> Task requirements:
The data below holds the lines to copy: everything from the line containing "box: [18, 1, 51, 63]" to the line containing "positive clicks: (127, 73) (124, 72)", both ends included, set down exactly.

-------

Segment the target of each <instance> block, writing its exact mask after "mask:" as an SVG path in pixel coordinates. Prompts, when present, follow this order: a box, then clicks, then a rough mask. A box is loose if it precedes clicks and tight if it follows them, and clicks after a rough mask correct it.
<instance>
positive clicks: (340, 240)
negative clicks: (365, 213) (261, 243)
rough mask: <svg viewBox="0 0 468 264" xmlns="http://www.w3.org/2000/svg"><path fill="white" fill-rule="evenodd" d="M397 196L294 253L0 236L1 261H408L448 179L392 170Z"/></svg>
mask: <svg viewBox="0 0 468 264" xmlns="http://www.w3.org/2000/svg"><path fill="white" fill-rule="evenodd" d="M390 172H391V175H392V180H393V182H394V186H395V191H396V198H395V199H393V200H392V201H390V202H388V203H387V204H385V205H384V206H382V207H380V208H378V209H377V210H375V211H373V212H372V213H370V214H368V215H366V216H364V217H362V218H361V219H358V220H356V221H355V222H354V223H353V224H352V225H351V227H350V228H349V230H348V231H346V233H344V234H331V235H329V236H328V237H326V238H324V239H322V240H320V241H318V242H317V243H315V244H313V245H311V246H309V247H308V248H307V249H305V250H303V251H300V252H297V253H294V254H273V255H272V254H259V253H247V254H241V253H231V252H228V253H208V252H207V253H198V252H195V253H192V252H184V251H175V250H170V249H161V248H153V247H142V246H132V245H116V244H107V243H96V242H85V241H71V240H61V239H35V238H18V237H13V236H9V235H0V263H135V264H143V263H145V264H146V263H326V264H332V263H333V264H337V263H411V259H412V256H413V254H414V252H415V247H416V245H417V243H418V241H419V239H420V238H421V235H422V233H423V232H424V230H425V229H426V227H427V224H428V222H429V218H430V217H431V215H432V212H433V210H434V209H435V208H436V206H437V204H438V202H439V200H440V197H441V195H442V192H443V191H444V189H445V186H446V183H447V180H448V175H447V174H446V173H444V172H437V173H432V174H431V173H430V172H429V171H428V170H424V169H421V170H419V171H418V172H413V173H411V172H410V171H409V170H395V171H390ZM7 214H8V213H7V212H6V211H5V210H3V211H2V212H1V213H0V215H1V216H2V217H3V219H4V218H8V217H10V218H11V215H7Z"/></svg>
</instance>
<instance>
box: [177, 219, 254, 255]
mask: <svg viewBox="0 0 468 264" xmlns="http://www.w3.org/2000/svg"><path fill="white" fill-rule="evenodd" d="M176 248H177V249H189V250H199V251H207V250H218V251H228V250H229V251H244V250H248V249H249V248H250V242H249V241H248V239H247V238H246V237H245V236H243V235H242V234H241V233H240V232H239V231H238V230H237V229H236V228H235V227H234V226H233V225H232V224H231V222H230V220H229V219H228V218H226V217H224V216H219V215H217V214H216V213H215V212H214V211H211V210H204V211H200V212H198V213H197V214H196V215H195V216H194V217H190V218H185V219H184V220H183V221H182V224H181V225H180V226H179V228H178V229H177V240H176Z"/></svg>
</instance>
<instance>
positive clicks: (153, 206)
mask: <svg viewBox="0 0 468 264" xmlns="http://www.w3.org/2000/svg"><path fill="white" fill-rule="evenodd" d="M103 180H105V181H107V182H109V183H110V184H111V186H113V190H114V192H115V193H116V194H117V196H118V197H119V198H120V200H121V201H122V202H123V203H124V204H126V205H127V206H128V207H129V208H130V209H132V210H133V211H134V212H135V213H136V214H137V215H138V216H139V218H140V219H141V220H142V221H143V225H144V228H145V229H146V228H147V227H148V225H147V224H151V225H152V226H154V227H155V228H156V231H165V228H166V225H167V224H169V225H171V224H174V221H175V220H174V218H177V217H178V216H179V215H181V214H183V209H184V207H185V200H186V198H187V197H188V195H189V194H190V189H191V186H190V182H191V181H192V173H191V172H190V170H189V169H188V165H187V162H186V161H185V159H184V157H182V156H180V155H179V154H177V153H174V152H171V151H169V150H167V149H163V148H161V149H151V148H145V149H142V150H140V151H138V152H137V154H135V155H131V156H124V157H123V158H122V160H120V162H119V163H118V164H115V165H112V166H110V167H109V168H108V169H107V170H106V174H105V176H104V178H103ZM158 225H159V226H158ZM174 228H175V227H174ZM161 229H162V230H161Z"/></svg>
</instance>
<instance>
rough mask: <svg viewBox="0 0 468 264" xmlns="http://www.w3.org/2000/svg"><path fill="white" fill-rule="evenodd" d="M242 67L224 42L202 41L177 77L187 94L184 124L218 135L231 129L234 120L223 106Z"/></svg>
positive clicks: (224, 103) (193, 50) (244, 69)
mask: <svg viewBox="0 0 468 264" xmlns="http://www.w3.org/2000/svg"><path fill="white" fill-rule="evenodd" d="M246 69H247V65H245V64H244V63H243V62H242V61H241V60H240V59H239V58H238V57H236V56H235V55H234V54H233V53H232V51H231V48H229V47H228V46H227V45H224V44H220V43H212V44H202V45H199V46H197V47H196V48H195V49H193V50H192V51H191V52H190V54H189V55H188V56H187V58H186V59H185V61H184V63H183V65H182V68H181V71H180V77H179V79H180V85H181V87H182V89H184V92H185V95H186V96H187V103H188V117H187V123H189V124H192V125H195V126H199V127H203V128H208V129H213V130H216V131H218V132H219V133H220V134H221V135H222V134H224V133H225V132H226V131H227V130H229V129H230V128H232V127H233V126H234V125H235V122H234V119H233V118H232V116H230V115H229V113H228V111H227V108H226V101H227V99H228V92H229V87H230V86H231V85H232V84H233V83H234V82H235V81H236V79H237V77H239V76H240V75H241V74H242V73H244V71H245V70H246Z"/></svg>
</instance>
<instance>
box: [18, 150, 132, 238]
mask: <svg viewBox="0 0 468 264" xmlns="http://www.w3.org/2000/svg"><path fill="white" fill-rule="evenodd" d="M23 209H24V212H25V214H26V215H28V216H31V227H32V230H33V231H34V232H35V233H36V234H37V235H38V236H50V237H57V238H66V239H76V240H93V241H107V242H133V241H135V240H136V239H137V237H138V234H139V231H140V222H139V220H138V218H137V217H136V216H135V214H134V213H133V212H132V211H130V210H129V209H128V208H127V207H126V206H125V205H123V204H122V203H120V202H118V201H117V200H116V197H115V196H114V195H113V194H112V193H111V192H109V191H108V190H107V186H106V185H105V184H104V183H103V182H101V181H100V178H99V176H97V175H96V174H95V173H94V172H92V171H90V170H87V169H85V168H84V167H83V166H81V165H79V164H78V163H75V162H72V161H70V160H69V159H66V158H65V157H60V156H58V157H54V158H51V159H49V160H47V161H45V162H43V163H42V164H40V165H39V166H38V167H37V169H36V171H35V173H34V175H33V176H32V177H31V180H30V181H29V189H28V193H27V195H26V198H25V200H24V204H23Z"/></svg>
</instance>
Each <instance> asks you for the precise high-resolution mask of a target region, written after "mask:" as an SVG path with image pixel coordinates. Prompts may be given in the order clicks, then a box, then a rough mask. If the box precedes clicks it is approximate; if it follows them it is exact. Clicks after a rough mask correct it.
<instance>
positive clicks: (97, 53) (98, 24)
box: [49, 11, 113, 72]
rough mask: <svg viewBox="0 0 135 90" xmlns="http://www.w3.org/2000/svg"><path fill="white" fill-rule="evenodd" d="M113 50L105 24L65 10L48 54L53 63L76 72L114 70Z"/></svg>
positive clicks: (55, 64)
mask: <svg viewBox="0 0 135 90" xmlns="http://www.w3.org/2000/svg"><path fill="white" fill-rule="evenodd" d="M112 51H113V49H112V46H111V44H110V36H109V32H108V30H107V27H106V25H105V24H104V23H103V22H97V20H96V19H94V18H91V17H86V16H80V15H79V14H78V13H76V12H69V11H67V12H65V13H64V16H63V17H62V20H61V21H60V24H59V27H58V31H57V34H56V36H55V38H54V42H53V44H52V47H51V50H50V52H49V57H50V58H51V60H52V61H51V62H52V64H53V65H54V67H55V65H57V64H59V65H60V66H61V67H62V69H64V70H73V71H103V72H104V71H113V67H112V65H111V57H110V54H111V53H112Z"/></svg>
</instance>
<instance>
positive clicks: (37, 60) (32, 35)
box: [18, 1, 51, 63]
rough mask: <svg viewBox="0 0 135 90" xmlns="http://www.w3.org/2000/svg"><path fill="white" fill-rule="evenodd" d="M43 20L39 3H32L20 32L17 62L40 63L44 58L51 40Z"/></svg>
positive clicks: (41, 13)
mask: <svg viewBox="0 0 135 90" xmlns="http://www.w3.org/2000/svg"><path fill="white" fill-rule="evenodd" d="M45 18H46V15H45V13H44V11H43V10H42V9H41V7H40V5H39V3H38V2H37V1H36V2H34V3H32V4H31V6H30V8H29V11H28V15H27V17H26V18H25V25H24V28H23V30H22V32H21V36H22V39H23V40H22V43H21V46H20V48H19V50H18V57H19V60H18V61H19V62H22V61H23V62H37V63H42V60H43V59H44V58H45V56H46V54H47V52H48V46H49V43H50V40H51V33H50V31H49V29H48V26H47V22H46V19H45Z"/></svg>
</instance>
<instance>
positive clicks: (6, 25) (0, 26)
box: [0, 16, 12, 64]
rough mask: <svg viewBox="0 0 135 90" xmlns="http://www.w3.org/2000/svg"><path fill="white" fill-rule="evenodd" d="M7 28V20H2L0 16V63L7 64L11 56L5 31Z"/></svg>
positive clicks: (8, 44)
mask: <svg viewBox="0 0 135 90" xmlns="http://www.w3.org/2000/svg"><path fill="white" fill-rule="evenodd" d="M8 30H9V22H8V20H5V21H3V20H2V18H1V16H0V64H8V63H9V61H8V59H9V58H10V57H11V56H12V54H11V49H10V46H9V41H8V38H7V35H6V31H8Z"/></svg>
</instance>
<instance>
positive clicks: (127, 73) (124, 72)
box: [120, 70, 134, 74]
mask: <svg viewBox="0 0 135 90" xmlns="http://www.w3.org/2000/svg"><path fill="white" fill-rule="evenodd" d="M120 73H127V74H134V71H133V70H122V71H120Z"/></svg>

-------

> Response:
box: [18, 1, 51, 63]
rough mask: <svg viewBox="0 0 135 90" xmlns="http://www.w3.org/2000/svg"><path fill="white" fill-rule="evenodd" d="M43 20L39 3H32L20 32L17 62L40 63L44 58L51 40Z"/></svg>
positive clicks: (41, 13)
mask: <svg viewBox="0 0 135 90" xmlns="http://www.w3.org/2000/svg"><path fill="white" fill-rule="evenodd" d="M45 18H46V15H45V13H44V11H43V10H42V9H41V7H40V5H39V3H38V2H37V1H36V2H34V3H32V4H31V6H30V8H29V11H28V15H27V17H26V18H25V25H24V28H23V30H22V32H21V36H22V39H23V40H22V43H21V46H20V48H19V50H18V57H19V60H18V61H19V62H22V61H23V62H37V63H42V60H43V59H44V58H45V56H46V54H47V52H48V46H49V43H50V40H51V33H50V31H49V29H48V26H47V22H46V19H45Z"/></svg>
</instance>
<instance>
positive clicks: (6, 25) (0, 26)
box: [0, 16, 12, 64]
rough mask: <svg viewBox="0 0 135 90" xmlns="http://www.w3.org/2000/svg"><path fill="white" fill-rule="evenodd" d="M7 28V20H2L0 16V63L7 64L11 56L5 31Z"/></svg>
positive clicks: (8, 44)
mask: <svg viewBox="0 0 135 90" xmlns="http://www.w3.org/2000/svg"><path fill="white" fill-rule="evenodd" d="M8 30H9V22H8V20H5V21H3V20H2V18H1V16H0V64H8V63H9V61H8V59H9V58H10V57H11V56H12V54H11V49H10V46H9V41H8V38H7V35H6V31H8Z"/></svg>
</instance>
<instance>
positive clicks: (127, 73) (124, 72)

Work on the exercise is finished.